(The problem):
Within the material below, locate the line with "Task: point: the neighboring" and the line with "Task: point: the window shutter", then return those two lines and all lines between them, exactly as written.

(Dataset entries):
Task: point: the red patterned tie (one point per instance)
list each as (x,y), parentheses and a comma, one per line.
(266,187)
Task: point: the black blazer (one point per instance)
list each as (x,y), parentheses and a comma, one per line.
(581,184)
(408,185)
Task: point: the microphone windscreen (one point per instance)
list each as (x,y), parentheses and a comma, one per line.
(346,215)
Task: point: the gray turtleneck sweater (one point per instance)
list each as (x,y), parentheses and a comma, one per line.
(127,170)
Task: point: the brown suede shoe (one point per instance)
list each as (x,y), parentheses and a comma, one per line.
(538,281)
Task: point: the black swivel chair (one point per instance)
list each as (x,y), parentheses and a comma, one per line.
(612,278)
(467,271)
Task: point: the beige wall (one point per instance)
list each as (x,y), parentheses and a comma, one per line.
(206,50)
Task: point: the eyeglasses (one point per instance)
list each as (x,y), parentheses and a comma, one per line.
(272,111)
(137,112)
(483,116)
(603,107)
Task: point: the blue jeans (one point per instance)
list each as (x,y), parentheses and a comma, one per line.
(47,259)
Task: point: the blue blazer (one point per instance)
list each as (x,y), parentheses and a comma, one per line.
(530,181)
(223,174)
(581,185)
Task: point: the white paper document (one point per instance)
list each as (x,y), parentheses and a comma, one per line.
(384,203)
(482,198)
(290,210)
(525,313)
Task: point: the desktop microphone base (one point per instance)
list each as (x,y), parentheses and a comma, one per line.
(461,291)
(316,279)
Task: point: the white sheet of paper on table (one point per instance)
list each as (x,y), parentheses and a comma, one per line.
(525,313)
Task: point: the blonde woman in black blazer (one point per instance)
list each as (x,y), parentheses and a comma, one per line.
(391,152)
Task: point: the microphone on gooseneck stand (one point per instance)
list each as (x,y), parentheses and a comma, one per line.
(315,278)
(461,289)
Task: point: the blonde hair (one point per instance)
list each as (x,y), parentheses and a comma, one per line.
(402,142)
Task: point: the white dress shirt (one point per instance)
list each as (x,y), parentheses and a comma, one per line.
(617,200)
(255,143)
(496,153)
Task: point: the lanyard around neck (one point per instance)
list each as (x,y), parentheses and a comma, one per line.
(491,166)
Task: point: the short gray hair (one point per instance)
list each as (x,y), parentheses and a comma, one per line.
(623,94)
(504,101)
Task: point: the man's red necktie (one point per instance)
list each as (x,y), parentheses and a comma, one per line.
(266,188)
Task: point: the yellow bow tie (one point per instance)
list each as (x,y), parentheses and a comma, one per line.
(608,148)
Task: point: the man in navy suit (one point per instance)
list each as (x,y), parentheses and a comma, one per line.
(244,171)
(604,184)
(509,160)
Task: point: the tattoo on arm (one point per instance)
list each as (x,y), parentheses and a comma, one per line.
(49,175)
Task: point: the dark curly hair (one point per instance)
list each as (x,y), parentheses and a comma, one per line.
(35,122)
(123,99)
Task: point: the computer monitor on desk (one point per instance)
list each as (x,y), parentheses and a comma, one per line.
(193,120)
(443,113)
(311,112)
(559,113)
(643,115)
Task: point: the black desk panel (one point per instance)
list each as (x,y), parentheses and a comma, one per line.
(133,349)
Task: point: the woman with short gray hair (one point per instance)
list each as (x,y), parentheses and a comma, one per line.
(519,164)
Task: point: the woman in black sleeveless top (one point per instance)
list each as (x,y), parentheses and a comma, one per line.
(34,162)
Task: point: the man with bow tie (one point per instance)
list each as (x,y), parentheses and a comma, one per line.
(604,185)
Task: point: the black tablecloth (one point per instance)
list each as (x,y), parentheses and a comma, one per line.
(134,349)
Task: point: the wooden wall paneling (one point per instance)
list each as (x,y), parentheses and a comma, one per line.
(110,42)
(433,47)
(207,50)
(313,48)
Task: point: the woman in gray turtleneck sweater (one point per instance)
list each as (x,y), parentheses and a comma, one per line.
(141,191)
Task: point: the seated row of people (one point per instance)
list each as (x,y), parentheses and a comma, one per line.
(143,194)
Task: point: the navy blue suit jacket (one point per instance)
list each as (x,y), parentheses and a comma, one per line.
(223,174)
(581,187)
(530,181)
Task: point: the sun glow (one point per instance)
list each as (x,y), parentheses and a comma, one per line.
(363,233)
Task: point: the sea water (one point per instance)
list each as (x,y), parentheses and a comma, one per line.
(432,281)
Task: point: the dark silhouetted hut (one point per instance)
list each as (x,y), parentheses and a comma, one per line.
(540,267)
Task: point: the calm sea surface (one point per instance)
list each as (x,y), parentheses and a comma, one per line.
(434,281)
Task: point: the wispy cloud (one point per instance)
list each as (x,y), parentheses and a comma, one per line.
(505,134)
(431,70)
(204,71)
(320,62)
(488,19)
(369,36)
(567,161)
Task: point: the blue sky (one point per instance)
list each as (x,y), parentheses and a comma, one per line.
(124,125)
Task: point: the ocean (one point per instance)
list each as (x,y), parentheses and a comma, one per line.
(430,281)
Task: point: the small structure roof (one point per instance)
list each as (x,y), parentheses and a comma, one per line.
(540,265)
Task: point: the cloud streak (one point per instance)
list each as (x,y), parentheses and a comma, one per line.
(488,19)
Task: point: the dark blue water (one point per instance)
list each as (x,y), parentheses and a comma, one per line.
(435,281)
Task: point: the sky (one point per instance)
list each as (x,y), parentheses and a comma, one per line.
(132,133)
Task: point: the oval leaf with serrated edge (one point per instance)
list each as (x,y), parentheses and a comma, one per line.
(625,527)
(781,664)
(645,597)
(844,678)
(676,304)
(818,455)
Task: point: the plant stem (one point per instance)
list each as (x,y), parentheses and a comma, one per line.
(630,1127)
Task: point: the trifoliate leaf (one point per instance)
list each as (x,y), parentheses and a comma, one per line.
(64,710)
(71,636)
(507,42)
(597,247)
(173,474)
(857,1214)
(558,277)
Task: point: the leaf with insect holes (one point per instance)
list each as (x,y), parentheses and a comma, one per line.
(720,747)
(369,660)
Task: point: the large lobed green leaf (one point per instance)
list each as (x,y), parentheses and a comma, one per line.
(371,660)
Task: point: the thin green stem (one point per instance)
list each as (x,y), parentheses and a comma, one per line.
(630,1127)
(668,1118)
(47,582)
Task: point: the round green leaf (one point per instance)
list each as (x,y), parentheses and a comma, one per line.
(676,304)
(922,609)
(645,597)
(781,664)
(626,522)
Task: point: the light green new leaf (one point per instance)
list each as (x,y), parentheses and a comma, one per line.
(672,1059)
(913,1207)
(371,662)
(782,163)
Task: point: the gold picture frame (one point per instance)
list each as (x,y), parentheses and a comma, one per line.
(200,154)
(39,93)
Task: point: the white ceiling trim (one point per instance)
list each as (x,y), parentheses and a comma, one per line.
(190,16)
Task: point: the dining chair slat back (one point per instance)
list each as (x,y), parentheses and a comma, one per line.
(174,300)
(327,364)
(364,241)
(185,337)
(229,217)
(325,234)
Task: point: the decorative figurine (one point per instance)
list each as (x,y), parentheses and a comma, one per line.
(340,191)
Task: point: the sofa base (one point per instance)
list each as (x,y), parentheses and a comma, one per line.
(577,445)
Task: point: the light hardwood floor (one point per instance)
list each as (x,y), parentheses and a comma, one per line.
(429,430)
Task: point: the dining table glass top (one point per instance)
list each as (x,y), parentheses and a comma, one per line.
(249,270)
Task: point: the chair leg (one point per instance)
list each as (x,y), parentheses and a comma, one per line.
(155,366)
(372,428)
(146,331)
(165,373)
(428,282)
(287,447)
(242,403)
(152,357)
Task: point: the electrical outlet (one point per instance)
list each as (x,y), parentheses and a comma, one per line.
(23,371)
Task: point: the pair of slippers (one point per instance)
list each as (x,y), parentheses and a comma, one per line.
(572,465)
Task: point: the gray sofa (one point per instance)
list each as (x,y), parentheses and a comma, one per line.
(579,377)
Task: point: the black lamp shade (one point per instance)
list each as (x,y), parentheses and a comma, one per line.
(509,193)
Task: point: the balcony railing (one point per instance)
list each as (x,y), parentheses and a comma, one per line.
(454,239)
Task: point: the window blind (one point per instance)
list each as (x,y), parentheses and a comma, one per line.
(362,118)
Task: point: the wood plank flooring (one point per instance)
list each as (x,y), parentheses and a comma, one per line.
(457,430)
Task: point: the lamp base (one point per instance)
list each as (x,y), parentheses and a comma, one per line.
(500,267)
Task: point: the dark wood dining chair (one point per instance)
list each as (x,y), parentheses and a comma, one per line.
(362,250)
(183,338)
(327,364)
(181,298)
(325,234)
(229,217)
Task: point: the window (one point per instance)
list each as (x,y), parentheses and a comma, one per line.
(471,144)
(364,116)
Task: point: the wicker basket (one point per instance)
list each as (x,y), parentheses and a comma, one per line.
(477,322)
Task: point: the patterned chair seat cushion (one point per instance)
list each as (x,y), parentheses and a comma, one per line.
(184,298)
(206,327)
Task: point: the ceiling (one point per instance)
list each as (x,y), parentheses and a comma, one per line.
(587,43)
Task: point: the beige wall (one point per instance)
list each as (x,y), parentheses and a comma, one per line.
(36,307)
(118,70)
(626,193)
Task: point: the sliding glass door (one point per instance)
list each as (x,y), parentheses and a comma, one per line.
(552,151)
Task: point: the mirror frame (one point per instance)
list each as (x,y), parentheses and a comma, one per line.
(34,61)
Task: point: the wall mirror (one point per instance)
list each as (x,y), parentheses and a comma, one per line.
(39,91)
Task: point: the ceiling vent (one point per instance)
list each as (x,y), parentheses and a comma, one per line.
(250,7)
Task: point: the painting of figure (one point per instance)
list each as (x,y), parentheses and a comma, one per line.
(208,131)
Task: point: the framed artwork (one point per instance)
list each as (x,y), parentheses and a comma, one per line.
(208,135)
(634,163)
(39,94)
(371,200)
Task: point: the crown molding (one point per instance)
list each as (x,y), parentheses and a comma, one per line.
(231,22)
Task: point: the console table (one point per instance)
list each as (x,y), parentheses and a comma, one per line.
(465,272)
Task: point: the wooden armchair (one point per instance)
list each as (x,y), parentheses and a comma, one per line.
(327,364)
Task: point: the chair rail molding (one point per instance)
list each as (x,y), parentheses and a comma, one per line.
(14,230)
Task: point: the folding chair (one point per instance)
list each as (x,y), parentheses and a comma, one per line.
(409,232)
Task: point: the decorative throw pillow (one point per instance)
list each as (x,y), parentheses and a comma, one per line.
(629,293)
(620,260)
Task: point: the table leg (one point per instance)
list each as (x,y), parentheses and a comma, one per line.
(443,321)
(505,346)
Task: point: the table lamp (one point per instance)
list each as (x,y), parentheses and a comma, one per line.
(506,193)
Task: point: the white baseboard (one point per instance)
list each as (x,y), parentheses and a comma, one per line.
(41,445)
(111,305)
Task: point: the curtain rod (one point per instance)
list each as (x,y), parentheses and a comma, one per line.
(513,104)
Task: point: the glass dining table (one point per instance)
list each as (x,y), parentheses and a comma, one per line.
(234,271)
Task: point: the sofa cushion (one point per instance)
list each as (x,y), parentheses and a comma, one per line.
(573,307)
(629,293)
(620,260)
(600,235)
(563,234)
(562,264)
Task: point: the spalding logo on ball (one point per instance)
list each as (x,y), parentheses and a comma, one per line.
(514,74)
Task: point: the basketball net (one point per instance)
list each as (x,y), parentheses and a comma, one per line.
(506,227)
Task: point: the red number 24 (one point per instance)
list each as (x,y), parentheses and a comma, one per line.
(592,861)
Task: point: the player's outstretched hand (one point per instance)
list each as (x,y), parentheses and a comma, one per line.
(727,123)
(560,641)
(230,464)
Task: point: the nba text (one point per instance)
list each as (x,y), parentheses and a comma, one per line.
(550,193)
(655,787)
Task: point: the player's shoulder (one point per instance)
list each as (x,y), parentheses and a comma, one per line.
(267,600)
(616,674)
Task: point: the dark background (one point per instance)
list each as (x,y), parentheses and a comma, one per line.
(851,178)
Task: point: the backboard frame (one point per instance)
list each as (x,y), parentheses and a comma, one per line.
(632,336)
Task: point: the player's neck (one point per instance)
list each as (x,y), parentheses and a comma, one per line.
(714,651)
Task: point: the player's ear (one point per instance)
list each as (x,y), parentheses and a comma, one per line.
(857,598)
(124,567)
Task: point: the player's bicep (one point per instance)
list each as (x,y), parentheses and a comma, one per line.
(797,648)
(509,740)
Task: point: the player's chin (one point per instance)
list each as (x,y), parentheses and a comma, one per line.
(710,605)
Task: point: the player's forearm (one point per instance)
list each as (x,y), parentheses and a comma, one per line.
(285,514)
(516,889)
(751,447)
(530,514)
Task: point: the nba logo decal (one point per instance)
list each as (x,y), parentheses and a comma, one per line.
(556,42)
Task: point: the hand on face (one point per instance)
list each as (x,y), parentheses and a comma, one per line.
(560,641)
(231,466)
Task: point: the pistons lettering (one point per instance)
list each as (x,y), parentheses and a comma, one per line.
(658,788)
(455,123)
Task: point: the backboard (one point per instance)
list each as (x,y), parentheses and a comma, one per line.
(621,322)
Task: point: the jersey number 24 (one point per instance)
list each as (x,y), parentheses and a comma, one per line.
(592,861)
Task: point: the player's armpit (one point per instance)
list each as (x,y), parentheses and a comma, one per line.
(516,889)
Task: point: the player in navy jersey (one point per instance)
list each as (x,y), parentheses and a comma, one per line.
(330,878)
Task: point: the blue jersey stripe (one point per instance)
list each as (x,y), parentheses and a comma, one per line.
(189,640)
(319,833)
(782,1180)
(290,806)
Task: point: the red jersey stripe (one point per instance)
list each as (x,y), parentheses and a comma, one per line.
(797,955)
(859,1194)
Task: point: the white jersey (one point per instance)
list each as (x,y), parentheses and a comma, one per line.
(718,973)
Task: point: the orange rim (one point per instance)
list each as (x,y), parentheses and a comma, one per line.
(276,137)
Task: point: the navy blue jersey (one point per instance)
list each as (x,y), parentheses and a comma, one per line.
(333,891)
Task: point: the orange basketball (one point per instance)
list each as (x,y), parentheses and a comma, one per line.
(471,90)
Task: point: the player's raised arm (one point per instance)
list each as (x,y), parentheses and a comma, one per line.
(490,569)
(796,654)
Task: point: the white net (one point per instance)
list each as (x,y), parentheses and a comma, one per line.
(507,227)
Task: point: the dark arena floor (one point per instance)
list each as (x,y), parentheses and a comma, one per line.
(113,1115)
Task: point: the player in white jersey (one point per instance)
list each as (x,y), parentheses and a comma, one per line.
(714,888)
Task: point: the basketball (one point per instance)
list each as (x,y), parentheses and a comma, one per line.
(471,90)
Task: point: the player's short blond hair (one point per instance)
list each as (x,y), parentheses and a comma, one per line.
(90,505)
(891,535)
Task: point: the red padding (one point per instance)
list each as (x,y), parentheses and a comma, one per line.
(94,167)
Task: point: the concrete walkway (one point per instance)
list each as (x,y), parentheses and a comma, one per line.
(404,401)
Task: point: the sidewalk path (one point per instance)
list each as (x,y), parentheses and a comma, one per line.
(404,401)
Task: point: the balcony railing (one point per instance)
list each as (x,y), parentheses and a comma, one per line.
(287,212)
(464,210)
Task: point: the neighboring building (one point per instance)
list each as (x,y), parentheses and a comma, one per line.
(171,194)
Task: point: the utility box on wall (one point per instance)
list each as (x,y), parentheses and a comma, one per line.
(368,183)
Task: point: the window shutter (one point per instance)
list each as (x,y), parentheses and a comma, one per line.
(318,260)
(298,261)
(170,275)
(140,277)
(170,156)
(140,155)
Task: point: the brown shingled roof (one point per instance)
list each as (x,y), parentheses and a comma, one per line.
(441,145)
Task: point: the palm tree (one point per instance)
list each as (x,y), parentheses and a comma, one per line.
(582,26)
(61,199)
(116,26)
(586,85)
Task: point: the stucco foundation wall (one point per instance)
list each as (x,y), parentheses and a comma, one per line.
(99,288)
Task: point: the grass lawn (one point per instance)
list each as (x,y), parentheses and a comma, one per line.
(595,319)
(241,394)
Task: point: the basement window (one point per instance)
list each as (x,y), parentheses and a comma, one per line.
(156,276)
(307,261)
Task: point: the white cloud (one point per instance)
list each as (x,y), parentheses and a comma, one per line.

(Answer to this problem):
Task: point: the neighboring building (one point per instance)
list each as (x,y), parentheses and a comma, one per line.
(171,194)
Task: point: the utility box on wall (one point per instance)
list each as (x,y), parentheses and a comma, one per line.
(368,183)
Task: point: the window shutter (one point per instance)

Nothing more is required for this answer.